> **Texto do documento**:
────────────────
Como foi a experiência do programa de alfabetização ‘Sim, eu Posso’ na Bahia
Por Jamile Araújo
Da Página do MST
Com uma população estimada em mais de 14,9 milhões de pessoas, o estado da Bahia teve uma taxa de analfabetismo de 12,9% em 2019, segundo a Pesquisa Nacional por Amostra de Domicílios Contínua (PNADC), divulgada em julho deste ano pelo pelo Instituto Brasileiro de Geografia e Estatística (IBGE). São cerca de 1,5 milhão de baianos e baianas, de 15 anos ou mais, sem saber ler e escrever um bilhete simples.
A taxa geral nos últimos anos foi de: 13% em 2016; 12,7% em 2017; 12,7% em 2018. A estagnação em 2017 e em 2018, e aumento da taxa no estado em 2019, vai na contramão da meta de erradicação do analfabetismo, estabelecida pelo Plano Nacional de Educação (PNE), aprovado em 2014, para reduzir a zero o índice de analfabetismo absoluto até 2024 no Brasil.
O índice tem relação direta com a redução dos investimentos na educação e com a Emenda Constitucional 95/16. Em contraponto, os movimentos sociais vêm construindo alternativas populares de alfabetização no campo e na cidade, aliadas às lutas pela democratização do acesso à educação básica e superior.
O método de alfabetização cubano “Sim, eu posso”, responsável pela erradicação do analfabetismo em Cuba, já foi utilizado em mais de 30 países. Utilizando vídeo-aulas, turmas de até 15 pessoas e um educador ou educadora, o método é aplicado pelo Movimento dos Trabalhadores Rurais Sem Terra (MST) desde 2007, e já alfabetizou milhares de pessoas.
────────────────
> **Dados apresentados**:
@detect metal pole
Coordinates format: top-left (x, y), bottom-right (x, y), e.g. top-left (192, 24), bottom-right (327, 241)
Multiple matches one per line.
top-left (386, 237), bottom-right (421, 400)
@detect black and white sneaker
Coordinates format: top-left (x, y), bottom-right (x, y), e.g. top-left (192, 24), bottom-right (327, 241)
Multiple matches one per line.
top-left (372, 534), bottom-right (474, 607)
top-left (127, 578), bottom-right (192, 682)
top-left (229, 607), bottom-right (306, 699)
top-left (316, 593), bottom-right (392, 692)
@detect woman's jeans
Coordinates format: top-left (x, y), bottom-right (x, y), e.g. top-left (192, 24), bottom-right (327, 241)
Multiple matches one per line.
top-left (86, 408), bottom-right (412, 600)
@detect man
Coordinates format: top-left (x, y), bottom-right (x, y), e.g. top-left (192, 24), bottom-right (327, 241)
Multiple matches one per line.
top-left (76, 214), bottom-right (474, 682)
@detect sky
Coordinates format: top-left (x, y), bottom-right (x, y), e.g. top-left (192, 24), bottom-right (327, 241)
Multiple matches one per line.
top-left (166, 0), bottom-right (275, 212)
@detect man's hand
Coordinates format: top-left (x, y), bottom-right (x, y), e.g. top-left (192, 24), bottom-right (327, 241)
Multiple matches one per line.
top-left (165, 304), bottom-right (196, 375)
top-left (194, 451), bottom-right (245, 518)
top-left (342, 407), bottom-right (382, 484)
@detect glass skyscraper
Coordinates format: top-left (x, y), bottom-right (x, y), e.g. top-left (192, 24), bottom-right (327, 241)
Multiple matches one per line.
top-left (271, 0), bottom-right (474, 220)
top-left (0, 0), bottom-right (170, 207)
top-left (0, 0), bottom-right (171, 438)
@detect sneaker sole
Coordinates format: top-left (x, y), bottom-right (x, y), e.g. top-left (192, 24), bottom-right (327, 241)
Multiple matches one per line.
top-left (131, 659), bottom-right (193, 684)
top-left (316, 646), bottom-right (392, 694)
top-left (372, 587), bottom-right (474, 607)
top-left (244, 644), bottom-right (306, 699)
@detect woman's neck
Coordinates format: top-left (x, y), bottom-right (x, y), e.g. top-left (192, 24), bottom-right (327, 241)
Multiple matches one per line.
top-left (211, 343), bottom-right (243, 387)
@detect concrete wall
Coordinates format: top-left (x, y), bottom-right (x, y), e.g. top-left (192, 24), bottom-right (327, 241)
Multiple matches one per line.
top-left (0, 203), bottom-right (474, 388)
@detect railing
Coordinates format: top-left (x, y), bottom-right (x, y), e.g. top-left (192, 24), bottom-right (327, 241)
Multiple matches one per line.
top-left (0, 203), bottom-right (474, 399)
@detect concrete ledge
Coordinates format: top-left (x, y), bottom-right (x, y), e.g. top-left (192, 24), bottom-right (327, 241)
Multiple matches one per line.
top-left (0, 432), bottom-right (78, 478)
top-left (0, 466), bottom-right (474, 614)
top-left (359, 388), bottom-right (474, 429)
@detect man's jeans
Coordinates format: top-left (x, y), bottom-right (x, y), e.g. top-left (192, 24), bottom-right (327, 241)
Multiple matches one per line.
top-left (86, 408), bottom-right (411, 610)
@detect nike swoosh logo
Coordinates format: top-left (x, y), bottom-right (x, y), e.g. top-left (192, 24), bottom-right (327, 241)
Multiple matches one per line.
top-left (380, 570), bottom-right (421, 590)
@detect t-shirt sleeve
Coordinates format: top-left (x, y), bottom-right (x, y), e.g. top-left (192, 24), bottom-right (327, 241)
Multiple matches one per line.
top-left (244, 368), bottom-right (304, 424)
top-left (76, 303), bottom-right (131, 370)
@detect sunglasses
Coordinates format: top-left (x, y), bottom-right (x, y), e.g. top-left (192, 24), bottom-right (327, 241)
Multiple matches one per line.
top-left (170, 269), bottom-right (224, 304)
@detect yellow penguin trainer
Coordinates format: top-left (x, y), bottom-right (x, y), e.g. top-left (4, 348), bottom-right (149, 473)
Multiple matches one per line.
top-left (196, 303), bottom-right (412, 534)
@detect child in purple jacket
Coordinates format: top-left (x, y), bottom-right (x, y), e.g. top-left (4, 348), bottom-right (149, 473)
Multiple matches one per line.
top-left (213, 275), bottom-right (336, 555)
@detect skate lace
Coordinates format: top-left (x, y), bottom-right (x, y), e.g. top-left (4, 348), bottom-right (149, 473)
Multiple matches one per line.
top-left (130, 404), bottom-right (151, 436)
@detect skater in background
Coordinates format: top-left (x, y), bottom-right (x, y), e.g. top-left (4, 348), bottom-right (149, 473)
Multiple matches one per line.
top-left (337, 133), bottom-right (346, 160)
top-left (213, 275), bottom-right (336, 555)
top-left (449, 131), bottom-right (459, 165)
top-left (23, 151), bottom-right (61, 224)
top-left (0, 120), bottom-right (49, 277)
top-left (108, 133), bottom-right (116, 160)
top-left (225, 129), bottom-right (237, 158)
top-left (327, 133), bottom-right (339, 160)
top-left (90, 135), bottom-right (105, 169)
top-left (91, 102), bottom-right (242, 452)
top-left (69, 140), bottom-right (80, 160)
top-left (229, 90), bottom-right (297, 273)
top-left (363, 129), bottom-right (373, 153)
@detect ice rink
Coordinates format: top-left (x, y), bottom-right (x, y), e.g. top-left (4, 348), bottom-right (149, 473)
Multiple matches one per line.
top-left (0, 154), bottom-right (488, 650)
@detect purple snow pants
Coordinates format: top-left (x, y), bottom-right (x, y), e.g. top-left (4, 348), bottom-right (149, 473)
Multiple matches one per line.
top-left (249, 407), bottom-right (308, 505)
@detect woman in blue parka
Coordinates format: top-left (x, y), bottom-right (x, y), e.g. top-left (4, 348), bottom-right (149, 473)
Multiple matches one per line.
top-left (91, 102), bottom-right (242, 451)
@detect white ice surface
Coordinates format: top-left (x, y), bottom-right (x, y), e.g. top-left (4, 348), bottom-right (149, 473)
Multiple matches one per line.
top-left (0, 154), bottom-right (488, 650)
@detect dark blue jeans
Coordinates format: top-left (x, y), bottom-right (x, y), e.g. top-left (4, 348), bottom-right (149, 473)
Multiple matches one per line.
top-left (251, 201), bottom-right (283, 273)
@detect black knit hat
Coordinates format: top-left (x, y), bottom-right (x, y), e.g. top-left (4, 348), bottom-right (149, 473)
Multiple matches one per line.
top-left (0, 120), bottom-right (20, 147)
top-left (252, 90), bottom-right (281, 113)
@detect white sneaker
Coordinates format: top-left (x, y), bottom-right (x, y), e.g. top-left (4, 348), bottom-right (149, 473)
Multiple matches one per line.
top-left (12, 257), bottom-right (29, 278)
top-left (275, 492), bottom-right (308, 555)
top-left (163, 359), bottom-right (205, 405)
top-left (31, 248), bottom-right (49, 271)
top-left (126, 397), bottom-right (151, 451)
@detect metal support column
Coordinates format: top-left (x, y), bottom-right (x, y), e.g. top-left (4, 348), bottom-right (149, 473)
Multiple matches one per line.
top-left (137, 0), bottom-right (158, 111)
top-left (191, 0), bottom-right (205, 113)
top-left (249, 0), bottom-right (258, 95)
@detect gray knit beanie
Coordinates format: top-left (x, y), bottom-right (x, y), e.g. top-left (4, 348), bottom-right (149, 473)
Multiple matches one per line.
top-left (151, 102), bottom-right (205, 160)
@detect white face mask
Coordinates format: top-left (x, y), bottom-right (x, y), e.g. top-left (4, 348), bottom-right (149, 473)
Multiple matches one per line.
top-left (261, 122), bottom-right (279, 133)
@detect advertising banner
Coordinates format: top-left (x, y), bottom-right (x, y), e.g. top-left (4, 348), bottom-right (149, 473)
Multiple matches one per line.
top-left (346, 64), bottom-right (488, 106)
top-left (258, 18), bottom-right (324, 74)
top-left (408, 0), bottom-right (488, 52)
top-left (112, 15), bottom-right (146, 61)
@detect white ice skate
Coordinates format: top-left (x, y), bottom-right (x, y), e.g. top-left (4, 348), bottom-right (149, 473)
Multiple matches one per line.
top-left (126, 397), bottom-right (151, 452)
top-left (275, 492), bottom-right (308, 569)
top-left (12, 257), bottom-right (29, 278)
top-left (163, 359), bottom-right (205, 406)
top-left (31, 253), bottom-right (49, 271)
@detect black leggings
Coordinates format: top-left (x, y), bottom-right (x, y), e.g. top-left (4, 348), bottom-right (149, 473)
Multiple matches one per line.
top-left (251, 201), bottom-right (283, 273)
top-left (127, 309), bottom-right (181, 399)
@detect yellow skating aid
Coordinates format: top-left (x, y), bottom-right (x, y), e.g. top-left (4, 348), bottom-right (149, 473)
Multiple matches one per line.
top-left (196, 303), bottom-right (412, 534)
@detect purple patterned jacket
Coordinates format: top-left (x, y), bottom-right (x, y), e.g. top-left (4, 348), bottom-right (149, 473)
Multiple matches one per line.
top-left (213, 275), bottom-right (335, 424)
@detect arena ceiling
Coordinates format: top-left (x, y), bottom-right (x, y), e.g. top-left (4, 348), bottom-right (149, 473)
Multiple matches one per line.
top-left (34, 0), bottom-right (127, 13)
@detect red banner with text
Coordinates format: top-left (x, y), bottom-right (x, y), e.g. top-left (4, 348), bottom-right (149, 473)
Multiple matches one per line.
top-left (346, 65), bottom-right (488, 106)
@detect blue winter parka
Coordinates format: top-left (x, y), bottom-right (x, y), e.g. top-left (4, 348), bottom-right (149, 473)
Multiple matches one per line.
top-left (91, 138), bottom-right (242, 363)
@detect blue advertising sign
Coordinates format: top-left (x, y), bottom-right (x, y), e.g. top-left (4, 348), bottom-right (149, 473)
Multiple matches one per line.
────────────────
> **Seu objetivo**: Escreva a continuação do texto sobre o programa de alfabetização “Sim, eu posso” na Bahia, começando logo após a última frase. Os itens acima vêm de outra fonte, sem relação com o texto.

> **Resultado do exercício**:
“Sim, eu posso” alfabetizou 300 pessoas na Bahia
Thaise da Rocha, do coletivo de educação do MST na regional Extremo Sul, na Bahia, conta que as experiências com o ‘Sim, eu Posso’ foram positivas na região, pois a implementação do método além de alfabetizar, também ajudou na organicidade das áreas. “Além do conhecimento gerado pelo estudo, que tirou mais de 300 estudantes da linha do completo analfabetismo, as comunidades se fortaleceram com a unidade desenvolvida nas turmas. Companheiros que quase não se falavam passaram a dividir dificuldades e superá-las em conjunto. O ‘Sim, eu Posso’ reavivou a esperança e a solidariedade nos corações dos companheiros”, relata.
A mobilização das turmas se deu nas áreas de acampamentos e assentamentos do MST. “O objetivo era erradicar o analfabetismo em nossas áreas e potencializar a agroecologia. Visto que não pode existir agroecologia numa área de exclusão, em qualquer nível que seja”, descreve Thaise.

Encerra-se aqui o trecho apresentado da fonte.